[Stored data entries]

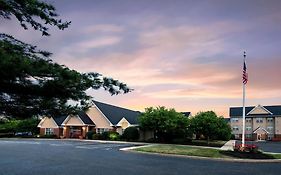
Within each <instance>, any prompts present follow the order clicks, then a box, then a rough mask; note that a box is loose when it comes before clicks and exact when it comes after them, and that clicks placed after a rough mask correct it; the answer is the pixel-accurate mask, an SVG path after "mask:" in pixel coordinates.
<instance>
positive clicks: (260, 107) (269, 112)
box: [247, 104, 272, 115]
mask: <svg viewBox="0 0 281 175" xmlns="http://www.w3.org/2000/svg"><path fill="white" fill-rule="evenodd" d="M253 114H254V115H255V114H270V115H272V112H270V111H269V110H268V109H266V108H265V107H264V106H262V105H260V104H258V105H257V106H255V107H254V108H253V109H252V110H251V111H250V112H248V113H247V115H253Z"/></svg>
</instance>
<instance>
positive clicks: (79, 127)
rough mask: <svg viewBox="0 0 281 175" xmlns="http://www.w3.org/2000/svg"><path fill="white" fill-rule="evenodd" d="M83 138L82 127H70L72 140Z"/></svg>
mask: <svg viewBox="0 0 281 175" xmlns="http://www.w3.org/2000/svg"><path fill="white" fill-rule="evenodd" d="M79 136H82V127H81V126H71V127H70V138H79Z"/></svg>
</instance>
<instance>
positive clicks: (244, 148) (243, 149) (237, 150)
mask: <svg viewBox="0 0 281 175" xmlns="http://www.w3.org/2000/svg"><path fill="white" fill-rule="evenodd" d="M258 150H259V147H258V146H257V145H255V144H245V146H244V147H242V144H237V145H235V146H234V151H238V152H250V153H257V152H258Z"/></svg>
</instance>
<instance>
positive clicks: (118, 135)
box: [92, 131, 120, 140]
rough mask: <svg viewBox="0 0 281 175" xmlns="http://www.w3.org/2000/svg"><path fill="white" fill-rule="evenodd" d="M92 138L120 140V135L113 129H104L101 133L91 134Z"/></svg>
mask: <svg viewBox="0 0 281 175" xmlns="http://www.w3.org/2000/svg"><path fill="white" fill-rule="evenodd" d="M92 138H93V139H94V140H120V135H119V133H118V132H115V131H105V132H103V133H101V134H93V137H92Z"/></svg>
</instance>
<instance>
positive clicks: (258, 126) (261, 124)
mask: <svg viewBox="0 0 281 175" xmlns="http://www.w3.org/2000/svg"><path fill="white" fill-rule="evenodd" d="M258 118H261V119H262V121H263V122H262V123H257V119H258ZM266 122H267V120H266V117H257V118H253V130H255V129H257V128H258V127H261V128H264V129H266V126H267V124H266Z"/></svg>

* **Exercise requirements**
Once the pictures are removed, output the entries above exactly as given.

* **Task output**
Within each <instance>, any prompts present follow the order clicks, then a box, then a rough mask; note that a box is loose when it comes before clicks and exact when it comes after them, and that clicks placed after a rough mask correct it; the answer is the pixel-accurate mask, an SVG path after "mask:" in pixel coordinates.
<instance>
positive clicks: (260, 107) (269, 112)
box: [247, 104, 272, 115]
mask: <svg viewBox="0 0 281 175" xmlns="http://www.w3.org/2000/svg"><path fill="white" fill-rule="evenodd" d="M253 114H254V115H255V114H270V115H272V112H270V111H269V110H268V109H266V108H265V107H264V106H262V105H260V104H258V105H257V106H255V107H254V108H253V109H252V110H251V111H250V112H248V113H247V115H253Z"/></svg>
</instance>
<instance>
positive clicks: (79, 127)
rough mask: <svg viewBox="0 0 281 175" xmlns="http://www.w3.org/2000/svg"><path fill="white" fill-rule="evenodd" d="M83 138L82 127H70L72 140Z"/></svg>
mask: <svg viewBox="0 0 281 175" xmlns="http://www.w3.org/2000/svg"><path fill="white" fill-rule="evenodd" d="M79 136H82V127H81V126H71V127H70V138H79Z"/></svg>
</instance>
<instance>
positive clicks: (244, 148) (243, 149) (237, 150)
mask: <svg viewBox="0 0 281 175" xmlns="http://www.w3.org/2000/svg"><path fill="white" fill-rule="evenodd" d="M258 150H259V147H258V146H257V145H255V144H245V146H244V147H242V144H237V145H235V146H234V151H238V152H250V153H257V152H258Z"/></svg>
</instance>
<instance>
positive clicks: (118, 135)
box: [92, 131, 120, 140]
rough mask: <svg viewBox="0 0 281 175" xmlns="http://www.w3.org/2000/svg"><path fill="white" fill-rule="evenodd" d="M92 138L120 140V135L113 129H104L101 133L91 134Z"/></svg>
mask: <svg viewBox="0 0 281 175" xmlns="http://www.w3.org/2000/svg"><path fill="white" fill-rule="evenodd" d="M92 138H93V139H94V140H120V135H119V133H118V132H115V131H105V132H103V133H101V134H93V137H92Z"/></svg>
</instance>
<instance>
positive clicks: (258, 126) (261, 124)
mask: <svg viewBox="0 0 281 175" xmlns="http://www.w3.org/2000/svg"><path fill="white" fill-rule="evenodd" d="M258 118H261V119H262V121H263V122H262V123H257V119H258ZM266 122H267V120H266V117H257V118H253V130H255V129H257V128H258V127H261V128H264V129H266V126H267V124H266Z"/></svg>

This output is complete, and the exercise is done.